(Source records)
= = = =
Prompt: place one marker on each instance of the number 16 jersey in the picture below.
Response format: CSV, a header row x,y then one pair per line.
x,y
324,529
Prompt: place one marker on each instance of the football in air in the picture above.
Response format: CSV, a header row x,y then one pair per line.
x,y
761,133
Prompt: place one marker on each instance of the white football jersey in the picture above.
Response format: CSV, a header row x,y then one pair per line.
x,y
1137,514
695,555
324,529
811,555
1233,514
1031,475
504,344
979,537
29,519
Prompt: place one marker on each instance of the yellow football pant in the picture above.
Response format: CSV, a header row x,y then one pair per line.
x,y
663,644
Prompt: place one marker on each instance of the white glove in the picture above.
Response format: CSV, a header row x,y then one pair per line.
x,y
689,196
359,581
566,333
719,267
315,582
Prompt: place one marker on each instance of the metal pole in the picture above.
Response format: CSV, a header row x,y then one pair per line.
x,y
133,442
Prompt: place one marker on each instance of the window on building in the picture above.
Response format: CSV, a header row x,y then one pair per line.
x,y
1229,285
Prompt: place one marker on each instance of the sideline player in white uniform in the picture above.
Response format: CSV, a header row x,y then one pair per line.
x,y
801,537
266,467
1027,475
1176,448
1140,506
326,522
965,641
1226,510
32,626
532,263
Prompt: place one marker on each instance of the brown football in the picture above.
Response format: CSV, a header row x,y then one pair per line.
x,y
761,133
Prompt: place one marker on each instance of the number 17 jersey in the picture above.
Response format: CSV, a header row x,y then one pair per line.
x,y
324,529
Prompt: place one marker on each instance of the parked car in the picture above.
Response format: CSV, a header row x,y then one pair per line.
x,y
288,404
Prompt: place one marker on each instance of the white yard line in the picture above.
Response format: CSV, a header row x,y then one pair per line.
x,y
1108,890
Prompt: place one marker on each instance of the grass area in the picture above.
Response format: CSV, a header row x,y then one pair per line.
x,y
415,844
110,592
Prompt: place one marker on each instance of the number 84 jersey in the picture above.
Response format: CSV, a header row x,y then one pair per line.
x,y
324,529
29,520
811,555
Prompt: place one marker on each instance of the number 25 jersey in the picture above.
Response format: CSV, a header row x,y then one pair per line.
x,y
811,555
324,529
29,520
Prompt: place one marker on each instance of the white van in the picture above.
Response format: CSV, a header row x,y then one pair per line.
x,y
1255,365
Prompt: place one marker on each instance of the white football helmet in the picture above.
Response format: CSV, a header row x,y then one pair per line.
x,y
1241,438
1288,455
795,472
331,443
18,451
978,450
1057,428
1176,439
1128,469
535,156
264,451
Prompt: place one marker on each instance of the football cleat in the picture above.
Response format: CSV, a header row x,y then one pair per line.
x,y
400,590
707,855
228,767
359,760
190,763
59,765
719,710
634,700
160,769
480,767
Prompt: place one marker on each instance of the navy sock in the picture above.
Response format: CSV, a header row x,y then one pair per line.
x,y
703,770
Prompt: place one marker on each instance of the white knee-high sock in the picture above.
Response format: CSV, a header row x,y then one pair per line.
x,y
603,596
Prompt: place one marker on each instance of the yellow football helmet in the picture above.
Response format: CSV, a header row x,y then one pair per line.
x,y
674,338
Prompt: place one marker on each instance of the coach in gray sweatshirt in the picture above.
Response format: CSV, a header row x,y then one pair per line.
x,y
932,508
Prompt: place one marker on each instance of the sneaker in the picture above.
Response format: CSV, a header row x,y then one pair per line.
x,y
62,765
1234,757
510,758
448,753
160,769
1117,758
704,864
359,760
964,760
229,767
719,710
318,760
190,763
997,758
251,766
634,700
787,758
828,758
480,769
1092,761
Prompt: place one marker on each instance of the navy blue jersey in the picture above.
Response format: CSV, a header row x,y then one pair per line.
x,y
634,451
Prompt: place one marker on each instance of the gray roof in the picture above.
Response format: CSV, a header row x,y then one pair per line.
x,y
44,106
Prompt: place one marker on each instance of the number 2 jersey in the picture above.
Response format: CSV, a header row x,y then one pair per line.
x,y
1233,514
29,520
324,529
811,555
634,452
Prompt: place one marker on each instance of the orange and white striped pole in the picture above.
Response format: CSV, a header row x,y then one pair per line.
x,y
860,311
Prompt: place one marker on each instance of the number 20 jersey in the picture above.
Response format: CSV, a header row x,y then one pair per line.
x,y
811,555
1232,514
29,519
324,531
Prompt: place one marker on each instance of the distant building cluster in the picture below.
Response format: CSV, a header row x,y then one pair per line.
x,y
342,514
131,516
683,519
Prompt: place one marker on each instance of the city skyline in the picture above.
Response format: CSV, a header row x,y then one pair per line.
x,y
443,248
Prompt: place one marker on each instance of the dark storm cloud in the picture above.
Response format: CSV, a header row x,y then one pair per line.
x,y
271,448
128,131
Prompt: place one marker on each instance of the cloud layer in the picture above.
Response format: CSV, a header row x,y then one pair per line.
= = = =
DIRECTIONS
Begin with the line that contains "Prompt: place one marker on each instance of the gray" and end with the last line of the records; set down every line in that span exactly, and nothing else.

FULL OUTPUT
Prompt: place one marker on each instance of the gray roof in the picture above.
Response format: CSV, a header row x,y then one pair per line.
x,y
44,106
Prompt: place one marker on each instance of the number 2 jersey in the picture above.
Response format: CSV, a header row x,y then one pair per line.
x,y
1233,514
29,520
324,529
811,555
634,452
Prompt: place one marker on each instance of the orange and white striped pole in the picture above.
Response format: CSV, a header row x,y then one pair per line.
x,y
860,311
Prompt: place one marker on each instance of the number 20 jersey in the picture above.
Response format: CSV, a header row x,y then one pair per line.
x,y
811,555
1232,514
29,519
324,531
Prompt: place one marker on each instance of the distant building cluster in the picture below.
Response format: CSV, a header row x,y then one pair per line.
x,y
342,514
131,516
683,519
Prompt: place one marker on each instance of the city skyline in the picture above.
Response format: CSV, a header row x,y then one pair per line.
x,y
443,248
Prompt: place one marker on each instance of the dark storm cloud in the picture above.
Response format: CSV, a header row x,y then one pair per line.
x,y
271,448
128,131
Prompt: place one marker on each instance of the cloud layer in the picture above.
Response format: CSV, a header row x,y then one pair per line.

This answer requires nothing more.